▸ 本文
東日本大震災からすでに数年経過しましたが、以前より環境放射線レベルは低下したとはいえ、放射性物質の危険性などわからないことが多く、まだまだ心配は尽きません。そこでときわ会では、安心安全な福島での生活を支援するために以下の「放射線被ばく」に対する取り組みを行っています。
放射線被ばくには、外部被ばくと内部被ばくとがあり、環境中の放射性物質によって体外から被ばくするものを外部被ばくといい、放射性物質を含む空気、水、食物などを摂取することにより放射性物質が体内に取り込まれることによって起こる被ばくを内部被ばくといいます。
現在は、空気や水の放射性物質の汚染はほぼ0ですが、摂取する食品に関しては個人差がとても大きいため、放射性物質がたくさん含まれた食品を多く取ることで内部被ばくする可能性があります。スーパーで販売している食品は、検査済みで心配はまずありませんが、家庭菜園や自分でとられた山菜やきのこ、魚類では放射性物質の含有量が不明なため、これらを日常的に摂取していると内部被ばくの危険性が高まります。
このように、同じ環境で生活していても、摂取する食品によっては内部被ばく量が大きく異なる可能性があります。そこでときわ会では、安心安全な福島での生活を支援するため、現在の生活スタイルによる内部被ばく量を測定することによって、少しでも被ばく量低減にお役にたてるよう内部被ばく検査を行っています。

▸ 項目一覧
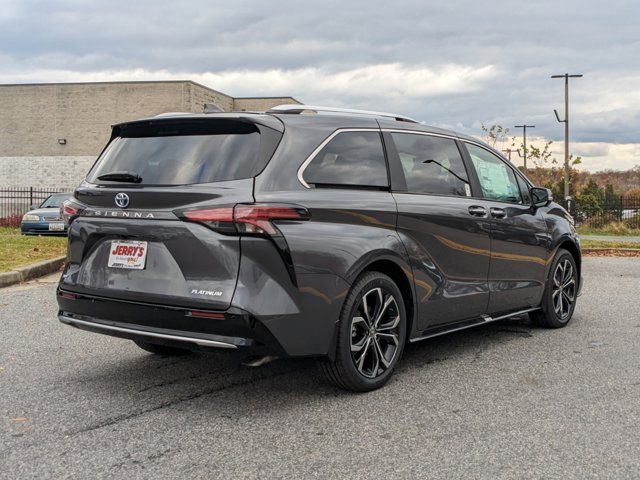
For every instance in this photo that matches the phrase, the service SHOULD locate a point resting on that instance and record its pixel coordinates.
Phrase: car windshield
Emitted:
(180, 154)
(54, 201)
--
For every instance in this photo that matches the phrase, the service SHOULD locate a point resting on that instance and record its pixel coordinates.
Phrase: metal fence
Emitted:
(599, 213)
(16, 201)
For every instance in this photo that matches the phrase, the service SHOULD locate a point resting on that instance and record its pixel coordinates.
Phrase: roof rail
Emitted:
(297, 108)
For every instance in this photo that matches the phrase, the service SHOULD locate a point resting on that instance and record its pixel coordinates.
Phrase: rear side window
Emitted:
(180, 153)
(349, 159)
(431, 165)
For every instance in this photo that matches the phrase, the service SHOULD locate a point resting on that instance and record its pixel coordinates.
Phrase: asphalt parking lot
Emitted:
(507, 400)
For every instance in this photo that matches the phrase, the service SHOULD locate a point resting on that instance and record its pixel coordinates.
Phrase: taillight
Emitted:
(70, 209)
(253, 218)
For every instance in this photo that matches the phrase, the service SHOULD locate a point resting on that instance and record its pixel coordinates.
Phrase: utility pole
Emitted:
---
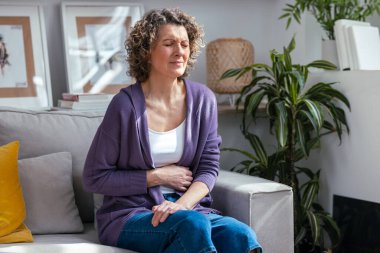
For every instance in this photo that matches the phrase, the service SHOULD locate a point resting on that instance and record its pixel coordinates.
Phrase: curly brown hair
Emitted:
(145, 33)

▸ 設問
**a)** 放射線被ばくの文章を読み、次の問いに答えなさい。
(i) 体外から被ばくするものを何といいますか。
(ii) 家庭菜園の野菜や自分でとった山菜などでは、何が不明だとされていますか。
(iii) ときわ会が行っている検査は何ですか。
**b)** 放射線被ばくの文章にある次の一文を英語に訳しなさい。「スーパーで販売している食品は、検査済みで心配はまずありませんが、家庭菜園や自分でとられた山菜やきのこ、魚類では放射性物質の含有量が不明なため、これらを日常的に摂取していると内部被ばくの危険性が高まります。」
**c)** 放射線被ばくの文章を、最後の文のあとから書き継ぎなさい。
項目は別の出典から取ったものです。

▸ 解答
**a)**
(i) 外部被ばく
(ii) 放射性物質の含有量
(iii) 内部被ばく検査

**b)** Food sold in supermarkets has already been inspected and gives almost no cause for concern, but because the amount of radioactive material in produce from home gardens and in wild plants, mushrooms, and fish that people gather themselves is unknown, eating these regularly increases the risk of internal exposure.

**c)**
放射線による健康被害の一つとして、最も心配されるのが悪性腫瘍(がん)の発生です。ときわ会では、高機能CT(256列)や最新型MRI、浜通り初導入であるPET-CT(核医学検査)などの画像診断機器の導入によって、より早期にがんの発見ができるように努めています。
今回の原発事故はこれまで経験のないことであり、放射線被ばくによる健康被害の管理に関しては、まだまだ手探りの面が多々あります。そこでときわ会グループでは、震災直後より放射線被害の防止に積極的に取り組んでおられる特定非営利活動法人 医療ガバナンス研究所 上昌広先生、福島県立医科大学医学部 公衆衛生学講座 特任教授 坪倉正治先生からご指導いただき、放射線被ばくの管理に取り組んでいます。特にホールボディカウンタによる内部被ばくの測定には、機器の精度管理がとても重要となりますが、南相馬市立総合病院での経験をご指導いただき、より正確な測定に努めています。